#### What is being asked
Count the lines of the records below that contain the string "potted", treating uppercase and lowercase letters as different. Reply with the number alone.

Rows from an object pointing dataset:
--- Start ---
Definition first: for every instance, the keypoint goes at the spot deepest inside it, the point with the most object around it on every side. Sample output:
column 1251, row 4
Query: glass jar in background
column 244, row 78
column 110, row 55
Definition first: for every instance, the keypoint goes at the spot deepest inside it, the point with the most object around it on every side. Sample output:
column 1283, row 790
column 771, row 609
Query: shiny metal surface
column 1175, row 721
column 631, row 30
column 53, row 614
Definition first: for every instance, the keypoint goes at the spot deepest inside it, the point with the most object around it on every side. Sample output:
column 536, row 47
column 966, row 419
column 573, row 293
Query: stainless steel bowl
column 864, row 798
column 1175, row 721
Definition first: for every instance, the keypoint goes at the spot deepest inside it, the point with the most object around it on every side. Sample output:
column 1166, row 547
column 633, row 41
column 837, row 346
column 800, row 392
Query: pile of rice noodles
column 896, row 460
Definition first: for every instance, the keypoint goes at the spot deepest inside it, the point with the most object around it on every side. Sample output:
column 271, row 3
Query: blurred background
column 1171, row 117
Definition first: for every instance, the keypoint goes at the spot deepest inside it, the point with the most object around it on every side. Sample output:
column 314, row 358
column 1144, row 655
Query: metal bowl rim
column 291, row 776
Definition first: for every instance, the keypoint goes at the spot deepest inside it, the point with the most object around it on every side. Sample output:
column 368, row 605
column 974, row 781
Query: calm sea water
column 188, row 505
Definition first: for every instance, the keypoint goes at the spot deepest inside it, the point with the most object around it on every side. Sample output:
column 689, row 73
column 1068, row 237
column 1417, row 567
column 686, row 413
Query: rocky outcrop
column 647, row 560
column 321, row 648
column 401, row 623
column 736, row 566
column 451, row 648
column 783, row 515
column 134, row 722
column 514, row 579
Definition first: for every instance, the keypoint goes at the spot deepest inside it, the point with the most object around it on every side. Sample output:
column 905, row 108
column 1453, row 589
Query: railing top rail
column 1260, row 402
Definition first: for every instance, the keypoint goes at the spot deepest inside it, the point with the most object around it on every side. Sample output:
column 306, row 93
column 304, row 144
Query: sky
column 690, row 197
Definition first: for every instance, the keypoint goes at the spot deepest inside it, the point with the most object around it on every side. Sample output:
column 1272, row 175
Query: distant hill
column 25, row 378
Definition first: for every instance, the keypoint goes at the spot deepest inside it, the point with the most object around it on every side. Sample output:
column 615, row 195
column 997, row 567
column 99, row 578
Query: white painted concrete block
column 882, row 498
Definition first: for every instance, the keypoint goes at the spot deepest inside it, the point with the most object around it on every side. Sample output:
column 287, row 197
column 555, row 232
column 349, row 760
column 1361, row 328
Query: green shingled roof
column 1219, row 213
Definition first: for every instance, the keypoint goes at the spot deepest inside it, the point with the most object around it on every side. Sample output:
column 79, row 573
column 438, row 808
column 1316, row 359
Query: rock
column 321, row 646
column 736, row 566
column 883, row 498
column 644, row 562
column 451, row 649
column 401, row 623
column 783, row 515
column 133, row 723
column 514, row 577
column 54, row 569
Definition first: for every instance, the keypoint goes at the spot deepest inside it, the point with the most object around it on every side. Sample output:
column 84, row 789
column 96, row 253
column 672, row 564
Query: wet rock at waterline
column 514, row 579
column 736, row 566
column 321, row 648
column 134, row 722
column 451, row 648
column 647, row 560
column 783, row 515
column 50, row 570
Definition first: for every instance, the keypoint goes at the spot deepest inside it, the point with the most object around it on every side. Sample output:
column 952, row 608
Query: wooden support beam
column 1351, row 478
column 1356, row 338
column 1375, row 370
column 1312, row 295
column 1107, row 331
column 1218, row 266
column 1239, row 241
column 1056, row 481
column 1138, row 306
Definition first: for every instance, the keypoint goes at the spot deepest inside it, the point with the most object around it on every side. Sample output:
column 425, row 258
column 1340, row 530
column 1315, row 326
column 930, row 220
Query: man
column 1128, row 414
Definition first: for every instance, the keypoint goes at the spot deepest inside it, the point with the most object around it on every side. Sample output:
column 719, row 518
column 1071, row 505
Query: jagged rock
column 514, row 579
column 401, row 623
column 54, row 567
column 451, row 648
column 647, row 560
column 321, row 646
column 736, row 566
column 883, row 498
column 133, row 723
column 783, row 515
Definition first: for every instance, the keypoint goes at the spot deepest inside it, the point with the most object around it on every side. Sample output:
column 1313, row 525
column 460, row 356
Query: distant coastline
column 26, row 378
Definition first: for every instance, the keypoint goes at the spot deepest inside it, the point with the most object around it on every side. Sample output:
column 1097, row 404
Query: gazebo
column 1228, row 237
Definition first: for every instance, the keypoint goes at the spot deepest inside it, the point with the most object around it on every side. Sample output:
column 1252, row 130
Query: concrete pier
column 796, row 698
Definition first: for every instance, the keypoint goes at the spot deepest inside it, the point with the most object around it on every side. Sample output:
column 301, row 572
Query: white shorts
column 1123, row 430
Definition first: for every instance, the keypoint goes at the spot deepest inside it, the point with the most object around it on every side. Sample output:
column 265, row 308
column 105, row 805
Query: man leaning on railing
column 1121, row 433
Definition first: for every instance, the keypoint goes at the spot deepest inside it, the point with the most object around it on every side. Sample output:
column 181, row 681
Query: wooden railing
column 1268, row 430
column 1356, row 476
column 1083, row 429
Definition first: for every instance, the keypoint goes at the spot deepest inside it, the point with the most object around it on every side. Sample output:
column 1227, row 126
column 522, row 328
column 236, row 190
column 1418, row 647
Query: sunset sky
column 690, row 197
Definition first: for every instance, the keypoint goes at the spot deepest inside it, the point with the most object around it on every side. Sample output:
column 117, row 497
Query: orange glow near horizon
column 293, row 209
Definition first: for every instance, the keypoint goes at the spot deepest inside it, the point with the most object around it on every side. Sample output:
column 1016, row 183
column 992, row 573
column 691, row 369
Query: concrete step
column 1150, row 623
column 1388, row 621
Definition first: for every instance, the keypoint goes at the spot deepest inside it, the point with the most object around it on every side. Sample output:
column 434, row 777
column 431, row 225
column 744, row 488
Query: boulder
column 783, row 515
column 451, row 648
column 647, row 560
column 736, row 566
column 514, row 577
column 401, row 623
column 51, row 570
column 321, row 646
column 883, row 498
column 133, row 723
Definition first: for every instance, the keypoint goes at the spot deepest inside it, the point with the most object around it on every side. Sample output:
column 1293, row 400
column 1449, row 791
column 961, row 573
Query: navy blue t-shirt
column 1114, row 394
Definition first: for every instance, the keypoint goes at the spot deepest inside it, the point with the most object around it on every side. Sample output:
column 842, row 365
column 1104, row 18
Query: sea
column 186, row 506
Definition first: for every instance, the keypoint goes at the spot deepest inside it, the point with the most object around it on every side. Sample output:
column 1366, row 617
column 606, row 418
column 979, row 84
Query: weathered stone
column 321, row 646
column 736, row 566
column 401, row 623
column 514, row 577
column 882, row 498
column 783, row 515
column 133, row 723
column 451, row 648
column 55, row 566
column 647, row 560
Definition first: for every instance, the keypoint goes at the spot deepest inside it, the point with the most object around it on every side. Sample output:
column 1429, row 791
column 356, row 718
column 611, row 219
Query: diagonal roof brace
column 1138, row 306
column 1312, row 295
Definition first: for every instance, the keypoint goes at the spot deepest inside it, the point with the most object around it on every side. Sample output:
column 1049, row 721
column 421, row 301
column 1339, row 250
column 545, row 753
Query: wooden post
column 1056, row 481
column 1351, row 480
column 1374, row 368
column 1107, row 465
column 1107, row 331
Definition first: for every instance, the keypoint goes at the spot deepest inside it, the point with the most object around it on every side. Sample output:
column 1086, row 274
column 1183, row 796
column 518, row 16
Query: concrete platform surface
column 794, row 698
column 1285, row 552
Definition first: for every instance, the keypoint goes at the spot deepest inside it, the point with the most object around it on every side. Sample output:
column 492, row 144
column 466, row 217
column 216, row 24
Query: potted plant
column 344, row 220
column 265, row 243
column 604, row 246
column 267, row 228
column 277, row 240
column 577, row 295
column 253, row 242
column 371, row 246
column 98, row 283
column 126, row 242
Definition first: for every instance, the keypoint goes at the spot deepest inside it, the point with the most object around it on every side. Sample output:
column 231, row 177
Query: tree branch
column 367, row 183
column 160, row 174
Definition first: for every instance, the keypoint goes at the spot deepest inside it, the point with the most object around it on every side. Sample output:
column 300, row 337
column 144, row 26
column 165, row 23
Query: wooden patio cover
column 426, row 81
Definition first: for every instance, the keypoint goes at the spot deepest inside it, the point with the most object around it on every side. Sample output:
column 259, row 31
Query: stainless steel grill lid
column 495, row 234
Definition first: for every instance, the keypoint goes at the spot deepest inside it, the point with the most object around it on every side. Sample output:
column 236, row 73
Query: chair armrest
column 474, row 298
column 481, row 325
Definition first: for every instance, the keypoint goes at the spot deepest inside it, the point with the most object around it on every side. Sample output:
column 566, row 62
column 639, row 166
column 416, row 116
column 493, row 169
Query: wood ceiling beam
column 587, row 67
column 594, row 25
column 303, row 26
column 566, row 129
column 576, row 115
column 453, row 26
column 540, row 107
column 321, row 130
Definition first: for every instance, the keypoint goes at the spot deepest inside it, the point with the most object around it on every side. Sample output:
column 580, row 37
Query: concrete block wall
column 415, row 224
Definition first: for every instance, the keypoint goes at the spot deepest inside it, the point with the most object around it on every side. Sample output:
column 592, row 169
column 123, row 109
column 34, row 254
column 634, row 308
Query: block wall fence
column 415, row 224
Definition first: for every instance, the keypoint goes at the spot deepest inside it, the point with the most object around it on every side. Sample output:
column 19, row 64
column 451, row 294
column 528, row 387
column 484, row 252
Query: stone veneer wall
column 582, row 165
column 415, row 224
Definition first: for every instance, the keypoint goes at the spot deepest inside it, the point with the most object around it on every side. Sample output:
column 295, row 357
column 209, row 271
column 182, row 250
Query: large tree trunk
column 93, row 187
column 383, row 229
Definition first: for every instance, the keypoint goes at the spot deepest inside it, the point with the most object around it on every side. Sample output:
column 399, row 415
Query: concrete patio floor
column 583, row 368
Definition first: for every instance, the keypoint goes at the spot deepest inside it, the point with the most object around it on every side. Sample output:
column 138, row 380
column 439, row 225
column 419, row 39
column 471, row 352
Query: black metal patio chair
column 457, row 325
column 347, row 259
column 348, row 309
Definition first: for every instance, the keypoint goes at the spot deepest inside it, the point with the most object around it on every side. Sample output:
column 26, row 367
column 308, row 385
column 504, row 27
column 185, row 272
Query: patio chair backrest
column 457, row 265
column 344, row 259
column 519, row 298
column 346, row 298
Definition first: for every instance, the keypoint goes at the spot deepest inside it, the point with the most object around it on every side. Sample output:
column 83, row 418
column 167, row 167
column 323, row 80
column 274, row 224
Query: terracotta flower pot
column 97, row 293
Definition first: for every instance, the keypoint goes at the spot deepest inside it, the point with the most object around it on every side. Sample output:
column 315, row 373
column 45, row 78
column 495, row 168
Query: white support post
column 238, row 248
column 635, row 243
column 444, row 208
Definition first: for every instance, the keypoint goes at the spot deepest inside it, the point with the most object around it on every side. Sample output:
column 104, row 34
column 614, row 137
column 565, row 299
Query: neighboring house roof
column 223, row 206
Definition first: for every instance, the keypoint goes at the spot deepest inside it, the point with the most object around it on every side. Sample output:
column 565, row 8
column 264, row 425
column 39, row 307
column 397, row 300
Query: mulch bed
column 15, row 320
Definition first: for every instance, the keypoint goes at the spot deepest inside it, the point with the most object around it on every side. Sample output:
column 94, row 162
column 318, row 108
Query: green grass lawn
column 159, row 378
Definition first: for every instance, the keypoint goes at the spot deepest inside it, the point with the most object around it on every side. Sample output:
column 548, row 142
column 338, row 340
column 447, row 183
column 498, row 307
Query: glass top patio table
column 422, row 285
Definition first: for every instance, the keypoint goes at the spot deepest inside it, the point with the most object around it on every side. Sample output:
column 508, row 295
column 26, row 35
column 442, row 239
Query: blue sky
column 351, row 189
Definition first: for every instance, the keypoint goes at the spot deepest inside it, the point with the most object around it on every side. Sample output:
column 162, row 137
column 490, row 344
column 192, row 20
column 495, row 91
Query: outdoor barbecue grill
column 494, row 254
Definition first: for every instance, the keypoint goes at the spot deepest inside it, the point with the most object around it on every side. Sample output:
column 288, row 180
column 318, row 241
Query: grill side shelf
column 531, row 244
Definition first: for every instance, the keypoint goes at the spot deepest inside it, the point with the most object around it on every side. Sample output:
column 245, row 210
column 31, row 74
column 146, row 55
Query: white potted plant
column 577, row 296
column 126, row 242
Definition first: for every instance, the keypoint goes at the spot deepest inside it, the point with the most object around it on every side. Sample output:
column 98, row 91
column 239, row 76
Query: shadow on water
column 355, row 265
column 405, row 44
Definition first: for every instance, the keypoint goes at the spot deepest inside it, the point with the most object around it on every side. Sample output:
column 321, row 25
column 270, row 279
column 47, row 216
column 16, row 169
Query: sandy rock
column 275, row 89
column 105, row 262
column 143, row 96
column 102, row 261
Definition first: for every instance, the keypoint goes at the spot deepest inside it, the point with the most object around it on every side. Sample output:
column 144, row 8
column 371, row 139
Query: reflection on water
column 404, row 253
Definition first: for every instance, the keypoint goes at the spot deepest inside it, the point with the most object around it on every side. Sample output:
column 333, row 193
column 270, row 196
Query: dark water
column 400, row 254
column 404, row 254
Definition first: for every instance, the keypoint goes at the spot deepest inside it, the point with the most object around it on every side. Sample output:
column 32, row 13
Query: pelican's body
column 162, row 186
--- End ---
#### Expected answer
2